### Items from a dataset
•••

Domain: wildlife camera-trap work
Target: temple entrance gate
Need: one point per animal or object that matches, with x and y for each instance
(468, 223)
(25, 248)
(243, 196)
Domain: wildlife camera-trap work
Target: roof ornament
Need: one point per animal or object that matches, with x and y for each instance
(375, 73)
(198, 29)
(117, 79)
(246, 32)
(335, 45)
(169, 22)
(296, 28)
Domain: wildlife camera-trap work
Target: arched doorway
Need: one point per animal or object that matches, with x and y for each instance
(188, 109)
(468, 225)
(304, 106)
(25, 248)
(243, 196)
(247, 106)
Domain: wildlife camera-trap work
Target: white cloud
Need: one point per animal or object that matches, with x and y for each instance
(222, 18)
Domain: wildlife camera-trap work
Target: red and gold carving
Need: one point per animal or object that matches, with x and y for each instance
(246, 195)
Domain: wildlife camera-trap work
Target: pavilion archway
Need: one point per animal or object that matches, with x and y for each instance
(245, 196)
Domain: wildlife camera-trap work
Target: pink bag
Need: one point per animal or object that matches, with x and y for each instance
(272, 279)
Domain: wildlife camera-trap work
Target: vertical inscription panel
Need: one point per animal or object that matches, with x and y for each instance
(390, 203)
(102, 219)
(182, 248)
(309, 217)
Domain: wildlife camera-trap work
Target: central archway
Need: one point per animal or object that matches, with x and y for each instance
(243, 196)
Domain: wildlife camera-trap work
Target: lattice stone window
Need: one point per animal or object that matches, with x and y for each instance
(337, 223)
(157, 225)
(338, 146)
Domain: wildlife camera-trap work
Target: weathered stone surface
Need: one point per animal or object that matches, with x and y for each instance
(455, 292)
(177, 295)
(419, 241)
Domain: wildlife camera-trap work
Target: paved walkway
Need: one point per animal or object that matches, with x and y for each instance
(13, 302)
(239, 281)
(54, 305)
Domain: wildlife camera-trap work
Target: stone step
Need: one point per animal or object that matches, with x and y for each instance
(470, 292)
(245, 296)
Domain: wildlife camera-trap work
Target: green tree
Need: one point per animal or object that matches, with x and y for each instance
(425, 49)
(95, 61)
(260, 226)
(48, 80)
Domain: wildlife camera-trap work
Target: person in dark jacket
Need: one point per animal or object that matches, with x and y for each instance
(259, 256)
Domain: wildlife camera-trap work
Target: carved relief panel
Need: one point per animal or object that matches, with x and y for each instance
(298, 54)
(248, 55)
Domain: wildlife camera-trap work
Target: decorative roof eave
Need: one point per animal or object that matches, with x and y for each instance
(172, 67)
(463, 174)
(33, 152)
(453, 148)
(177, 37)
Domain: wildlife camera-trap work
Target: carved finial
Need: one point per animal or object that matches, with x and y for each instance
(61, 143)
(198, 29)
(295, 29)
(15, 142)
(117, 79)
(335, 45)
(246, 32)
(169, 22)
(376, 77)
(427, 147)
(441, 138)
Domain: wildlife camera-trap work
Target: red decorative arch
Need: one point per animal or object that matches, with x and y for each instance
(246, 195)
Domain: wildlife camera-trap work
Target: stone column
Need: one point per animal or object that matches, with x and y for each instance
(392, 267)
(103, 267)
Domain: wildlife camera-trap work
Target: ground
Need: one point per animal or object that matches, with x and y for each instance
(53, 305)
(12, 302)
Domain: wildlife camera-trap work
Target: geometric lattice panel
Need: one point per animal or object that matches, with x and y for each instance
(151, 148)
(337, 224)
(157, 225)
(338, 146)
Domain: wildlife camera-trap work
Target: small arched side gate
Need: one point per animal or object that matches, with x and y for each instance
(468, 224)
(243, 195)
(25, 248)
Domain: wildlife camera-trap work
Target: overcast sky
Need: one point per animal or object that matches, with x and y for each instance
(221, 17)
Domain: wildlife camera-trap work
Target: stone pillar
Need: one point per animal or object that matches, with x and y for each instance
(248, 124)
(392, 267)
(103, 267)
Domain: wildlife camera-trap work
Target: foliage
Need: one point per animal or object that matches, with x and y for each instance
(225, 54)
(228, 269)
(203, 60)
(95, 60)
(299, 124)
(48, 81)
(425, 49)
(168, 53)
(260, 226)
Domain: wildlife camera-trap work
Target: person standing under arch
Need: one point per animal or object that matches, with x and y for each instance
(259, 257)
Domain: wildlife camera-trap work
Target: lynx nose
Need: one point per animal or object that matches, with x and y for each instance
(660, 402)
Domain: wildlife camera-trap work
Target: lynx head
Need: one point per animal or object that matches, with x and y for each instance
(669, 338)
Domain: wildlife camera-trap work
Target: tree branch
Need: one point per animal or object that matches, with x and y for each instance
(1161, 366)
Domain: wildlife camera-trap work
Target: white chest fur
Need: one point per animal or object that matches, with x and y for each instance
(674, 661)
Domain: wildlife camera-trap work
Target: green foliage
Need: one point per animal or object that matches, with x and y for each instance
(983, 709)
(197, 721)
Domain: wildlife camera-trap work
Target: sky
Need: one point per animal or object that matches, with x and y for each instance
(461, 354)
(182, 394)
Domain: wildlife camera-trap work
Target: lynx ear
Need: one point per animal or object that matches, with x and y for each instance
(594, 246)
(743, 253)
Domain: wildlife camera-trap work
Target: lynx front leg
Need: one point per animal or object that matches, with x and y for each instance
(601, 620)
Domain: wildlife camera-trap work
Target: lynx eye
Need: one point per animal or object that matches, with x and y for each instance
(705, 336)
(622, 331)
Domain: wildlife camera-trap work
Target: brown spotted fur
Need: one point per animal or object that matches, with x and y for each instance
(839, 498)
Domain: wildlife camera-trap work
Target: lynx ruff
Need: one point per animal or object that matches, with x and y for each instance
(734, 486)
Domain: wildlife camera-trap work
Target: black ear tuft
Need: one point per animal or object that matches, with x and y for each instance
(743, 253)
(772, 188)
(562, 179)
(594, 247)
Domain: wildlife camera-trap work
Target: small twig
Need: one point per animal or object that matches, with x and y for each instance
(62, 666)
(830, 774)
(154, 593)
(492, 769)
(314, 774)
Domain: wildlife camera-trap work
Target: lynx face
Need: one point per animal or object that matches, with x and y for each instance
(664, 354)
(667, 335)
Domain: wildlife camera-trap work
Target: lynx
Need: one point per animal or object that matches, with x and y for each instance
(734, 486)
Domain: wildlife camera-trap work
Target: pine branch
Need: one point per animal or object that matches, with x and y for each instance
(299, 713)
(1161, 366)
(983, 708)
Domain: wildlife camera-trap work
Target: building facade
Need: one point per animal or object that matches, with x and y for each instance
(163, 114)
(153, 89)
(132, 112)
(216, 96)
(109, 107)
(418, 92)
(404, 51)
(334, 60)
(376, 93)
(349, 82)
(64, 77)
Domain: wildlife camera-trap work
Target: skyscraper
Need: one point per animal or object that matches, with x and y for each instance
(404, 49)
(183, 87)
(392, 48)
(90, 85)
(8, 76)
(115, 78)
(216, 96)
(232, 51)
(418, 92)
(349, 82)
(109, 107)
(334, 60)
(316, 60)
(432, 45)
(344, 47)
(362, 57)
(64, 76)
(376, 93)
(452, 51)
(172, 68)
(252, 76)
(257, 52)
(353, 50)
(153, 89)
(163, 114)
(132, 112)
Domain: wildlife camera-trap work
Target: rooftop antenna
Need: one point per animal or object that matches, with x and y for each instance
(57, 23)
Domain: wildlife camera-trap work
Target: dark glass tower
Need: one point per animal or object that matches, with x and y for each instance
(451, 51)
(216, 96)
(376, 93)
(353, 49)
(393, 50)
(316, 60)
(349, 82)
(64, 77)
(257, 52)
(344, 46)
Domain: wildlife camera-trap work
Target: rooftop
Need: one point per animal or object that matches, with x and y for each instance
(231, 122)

•••

### What is asked
Pick out each line in the records above that contains the word "foliage".

### Output for this task
Target: foliage
Target: green foliage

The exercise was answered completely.